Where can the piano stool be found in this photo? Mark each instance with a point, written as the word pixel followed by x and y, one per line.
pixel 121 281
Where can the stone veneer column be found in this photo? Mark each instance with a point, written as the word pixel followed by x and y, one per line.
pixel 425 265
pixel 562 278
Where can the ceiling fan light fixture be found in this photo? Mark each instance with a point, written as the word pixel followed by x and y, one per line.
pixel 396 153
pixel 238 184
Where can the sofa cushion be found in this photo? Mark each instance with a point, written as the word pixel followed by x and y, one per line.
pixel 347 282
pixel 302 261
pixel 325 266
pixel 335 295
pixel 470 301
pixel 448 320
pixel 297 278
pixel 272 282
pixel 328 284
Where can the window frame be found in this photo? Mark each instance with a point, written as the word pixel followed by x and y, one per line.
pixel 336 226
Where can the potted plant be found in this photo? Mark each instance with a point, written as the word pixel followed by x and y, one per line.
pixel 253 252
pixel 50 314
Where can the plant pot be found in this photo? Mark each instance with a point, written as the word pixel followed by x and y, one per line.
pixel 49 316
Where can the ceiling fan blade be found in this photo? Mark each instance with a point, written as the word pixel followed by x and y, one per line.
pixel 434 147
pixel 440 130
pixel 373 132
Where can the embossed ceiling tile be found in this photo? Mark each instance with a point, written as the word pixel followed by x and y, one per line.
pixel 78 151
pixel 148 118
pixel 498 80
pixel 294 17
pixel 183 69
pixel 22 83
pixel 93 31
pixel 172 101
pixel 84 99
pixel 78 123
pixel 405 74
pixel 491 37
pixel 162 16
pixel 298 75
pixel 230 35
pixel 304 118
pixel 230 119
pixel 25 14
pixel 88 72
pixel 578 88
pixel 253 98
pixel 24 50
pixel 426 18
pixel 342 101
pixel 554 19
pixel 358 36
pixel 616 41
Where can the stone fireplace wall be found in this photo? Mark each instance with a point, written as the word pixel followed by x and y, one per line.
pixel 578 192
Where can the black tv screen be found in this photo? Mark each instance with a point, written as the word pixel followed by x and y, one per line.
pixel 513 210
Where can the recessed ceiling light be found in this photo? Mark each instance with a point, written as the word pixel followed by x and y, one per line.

Aim:
Set down the data again word for word, from the start through the line containing "pixel 238 184", including that line.

Final result:
Where can the piano stool be found in this photo? Mark each instance with a point, written as the word pixel followed by x and y, one per line.
pixel 121 281
Where can the stone veneer column be found in this photo? Mark each instance with a point, written as the word pixel followed by x and y, one per line.
pixel 425 265
pixel 562 278
Where can the ceiling fan light fixture be found in this photo? Mark each instance with a point, written as the word pixel followed by x and y, one per line.
pixel 396 153
pixel 238 184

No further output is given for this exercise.